== Text under study ==
*****

In English, fritanga refers to a restaurant that makes home-style Nicaraguan foods. The staple foods at a fritanga may include gallo pinto (rice and beans), arroz blanco (white rice), carne asada (grilled meat), tajada frita (fried sliced green plantain), platano frito (fried ripe plantain), maduros (sweet plantain), yuca, queso frito (fried cheese), tortilla and cabbage salad. Fritangas also carry daily specials such as salpicón, carne desmenuzada (shredded beef), and enchiladas, as well as speciality drinks and desserts/pastries. Fritangas have a cafeteria (comideria) style of ordering and the food can be taken out or consumed at the establishment. These can be sold by local vendors across the streets or prepared by well-established restaurants.

In Spanish, fritanga does not refer to Nicaraguan restaurants, but to fried food in general, or a set of fried foods. The Colombian fritanga, for example, combines different typical components such as morcilla (blood sausage), chorizo (sausage), chicharrón (pork belly), longaniza, chunchullo, maduros (plantains), papa criolla (small yellow potatoes), and arepas. Unlike frituras or fritos (same meaning), the term fritanga can have a pejorative sense, as it is an excessively greasy food, with too much oil or unhealthy. In lore refers to establishments that use high performance frying oil, instead of virgin olive or sunflower seed oil, since it is regarded as much lower quality. Also the repeated use of the same oil, heating/cooling cycles, and the frying of different products in the same oil instead of each for one contributes to the factor. The repeated ingestion of fritanga can lead to transitory gastritis.

*****

== Exercise aim ==
Using the text on fritanga, explain in one to three sentences why the Spanish word fritanga can carry a pejorative sense that frituras and fritos lack.

== Extracted material ==

*****

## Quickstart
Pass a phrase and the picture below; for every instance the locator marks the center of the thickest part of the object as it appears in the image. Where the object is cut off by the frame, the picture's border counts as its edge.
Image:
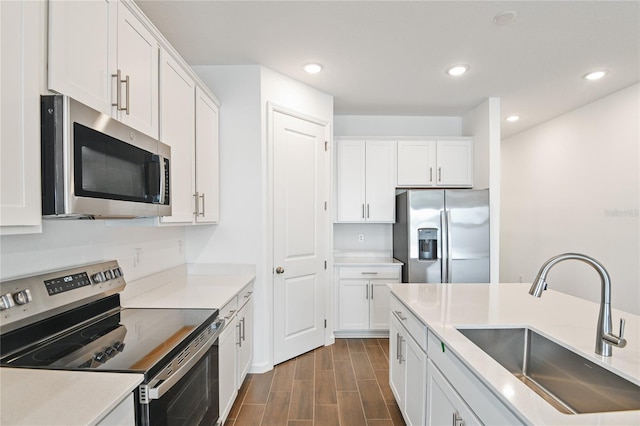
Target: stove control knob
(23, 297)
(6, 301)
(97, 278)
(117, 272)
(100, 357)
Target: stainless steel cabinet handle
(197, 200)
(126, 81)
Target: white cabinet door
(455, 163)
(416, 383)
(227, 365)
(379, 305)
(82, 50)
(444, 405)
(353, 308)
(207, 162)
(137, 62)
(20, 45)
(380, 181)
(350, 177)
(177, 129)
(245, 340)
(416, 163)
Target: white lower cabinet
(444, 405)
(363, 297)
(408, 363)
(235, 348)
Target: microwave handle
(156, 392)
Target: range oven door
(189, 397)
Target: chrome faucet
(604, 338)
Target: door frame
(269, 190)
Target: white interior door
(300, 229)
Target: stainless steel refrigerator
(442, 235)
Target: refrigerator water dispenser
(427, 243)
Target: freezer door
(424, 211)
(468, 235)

*****

== Result of the task ==
Fritanga can be pejorative because it refers to excessively greasy food, made with too much oil or unhealthy. Frituras and fritos have the same meaning but not this negative sense.